Top of Data to process

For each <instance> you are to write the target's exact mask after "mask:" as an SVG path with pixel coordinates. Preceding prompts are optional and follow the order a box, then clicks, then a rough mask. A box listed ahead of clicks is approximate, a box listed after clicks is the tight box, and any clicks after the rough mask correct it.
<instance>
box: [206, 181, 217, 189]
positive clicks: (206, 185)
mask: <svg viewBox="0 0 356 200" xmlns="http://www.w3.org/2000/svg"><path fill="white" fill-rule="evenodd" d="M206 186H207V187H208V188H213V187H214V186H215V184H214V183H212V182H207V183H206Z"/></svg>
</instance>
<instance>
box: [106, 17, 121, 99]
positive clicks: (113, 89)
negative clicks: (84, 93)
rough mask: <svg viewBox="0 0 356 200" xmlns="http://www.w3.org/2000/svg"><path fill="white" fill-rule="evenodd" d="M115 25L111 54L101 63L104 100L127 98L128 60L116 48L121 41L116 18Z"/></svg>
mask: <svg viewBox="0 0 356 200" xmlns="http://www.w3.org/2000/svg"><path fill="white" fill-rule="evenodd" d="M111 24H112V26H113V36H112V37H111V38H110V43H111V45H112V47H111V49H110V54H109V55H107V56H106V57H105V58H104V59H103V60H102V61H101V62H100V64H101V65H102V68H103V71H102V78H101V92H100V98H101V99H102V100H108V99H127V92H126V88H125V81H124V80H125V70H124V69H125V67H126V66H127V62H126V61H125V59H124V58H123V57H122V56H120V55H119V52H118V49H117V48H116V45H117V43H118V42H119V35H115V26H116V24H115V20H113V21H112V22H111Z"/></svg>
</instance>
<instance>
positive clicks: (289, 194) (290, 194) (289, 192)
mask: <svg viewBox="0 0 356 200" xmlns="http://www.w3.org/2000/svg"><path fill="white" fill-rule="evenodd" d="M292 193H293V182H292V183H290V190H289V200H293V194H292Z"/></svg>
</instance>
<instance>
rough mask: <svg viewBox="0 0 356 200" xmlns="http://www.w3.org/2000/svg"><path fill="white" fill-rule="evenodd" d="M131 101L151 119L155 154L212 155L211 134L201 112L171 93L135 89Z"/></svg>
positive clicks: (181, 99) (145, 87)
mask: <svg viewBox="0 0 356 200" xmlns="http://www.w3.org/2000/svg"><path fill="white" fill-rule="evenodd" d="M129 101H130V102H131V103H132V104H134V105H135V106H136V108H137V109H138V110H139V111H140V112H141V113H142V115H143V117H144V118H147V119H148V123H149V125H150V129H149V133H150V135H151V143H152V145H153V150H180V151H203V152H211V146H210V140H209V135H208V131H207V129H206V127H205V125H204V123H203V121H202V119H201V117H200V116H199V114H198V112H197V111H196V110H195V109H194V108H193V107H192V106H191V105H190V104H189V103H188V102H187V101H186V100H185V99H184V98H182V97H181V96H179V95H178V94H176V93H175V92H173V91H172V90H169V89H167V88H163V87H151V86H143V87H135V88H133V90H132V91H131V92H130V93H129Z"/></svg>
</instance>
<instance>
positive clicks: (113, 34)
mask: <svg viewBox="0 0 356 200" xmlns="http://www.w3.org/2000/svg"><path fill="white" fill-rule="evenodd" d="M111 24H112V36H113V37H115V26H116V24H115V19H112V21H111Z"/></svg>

Bottom of Data to process

--- About this task ---
From top to bottom, repeat the data above without alteration.

--- Output ---
For each <instance> you are to write the target's exact mask after "mask:" as an SVG path with pixel coordinates. Preceding prompts are optional and follow the order a box, then clicks, then a rough mask. A box listed ahead of clicks is approximate, a box listed after clicks is the tight box, and any clicks after the rough mask correct it.
<instance>
box: [206, 181, 217, 189]
positive clicks: (206, 185)
mask: <svg viewBox="0 0 356 200" xmlns="http://www.w3.org/2000/svg"><path fill="white" fill-rule="evenodd" d="M206 186H207V187H208V188H213V187H214V186H215V184H214V183H212V182H207V183H206Z"/></svg>
</instance>
<instance>
box: [106, 17, 121, 99]
positive clicks: (113, 89)
negative clicks: (84, 93)
rough mask: <svg viewBox="0 0 356 200" xmlns="http://www.w3.org/2000/svg"><path fill="white" fill-rule="evenodd" d="M115 25L111 54L101 63L104 100L127 98L128 60L116 48L121 41L116 18Z"/></svg>
mask: <svg viewBox="0 0 356 200" xmlns="http://www.w3.org/2000/svg"><path fill="white" fill-rule="evenodd" d="M111 24H112V26H113V36H112V37H111V38H110V43H111V45H112V47H111V49H110V54H109V55H107V56H106V57H105V58H104V59H103V60H102V61H101V62H100V64H101V65H102V68H103V71H102V78H101V92H100V98H101V99H102V100H108V99H127V92H126V88H125V81H124V80H125V70H124V69H125V67H126V66H127V62H126V61H125V59H124V58H123V57H122V56H120V55H119V52H118V49H117V48H116V45H117V43H118V42H119V35H115V26H116V24H115V20H113V21H112V22H111Z"/></svg>
</instance>
<instance>
positive clicks: (289, 194) (290, 194) (289, 192)
mask: <svg viewBox="0 0 356 200" xmlns="http://www.w3.org/2000/svg"><path fill="white" fill-rule="evenodd" d="M292 193H293V182H292V183H290V190H289V200H293V194H292Z"/></svg>
</instance>
<instance>
rough mask: <svg viewBox="0 0 356 200" xmlns="http://www.w3.org/2000/svg"><path fill="white" fill-rule="evenodd" d="M131 101L151 119L155 154L212 155L211 134L201 112L171 93L135 89Z"/></svg>
positive clicks: (181, 99) (145, 87)
mask: <svg viewBox="0 0 356 200" xmlns="http://www.w3.org/2000/svg"><path fill="white" fill-rule="evenodd" d="M129 101H130V102H131V103H132V104H134V105H135V106H136V108H137V109H138V110H139V111H140V112H141V113H142V115H143V117H144V118H147V119H148V123H149V125H150V129H149V133H150V135H151V143H152V145H153V150H180V151H203V152H211V146H210V140H209V135H208V131H207V129H206V127H205V125H204V123H203V121H202V119H201V117H200V116H199V114H198V112H197V111H196V110H195V109H194V108H193V107H192V106H191V105H190V104H189V103H188V102H187V101H186V100H185V99H184V98H182V97H181V96H179V95H178V94H176V93H175V92H173V91H172V90H169V89H167V88H163V87H151V86H143V87H135V88H133V90H132V91H131V92H130V93H129Z"/></svg>
</instance>
<instance>
positive clicks: (113, 34)
mask: <svg viewBox="0 0 356 200" xmlns="http://www.w3.org/2000/svg"><path fill="white" fill-rule="evenodd" d="M111 24H112V36H113V37H115V26H116V24H115V19H112V21H111Z"/></svg>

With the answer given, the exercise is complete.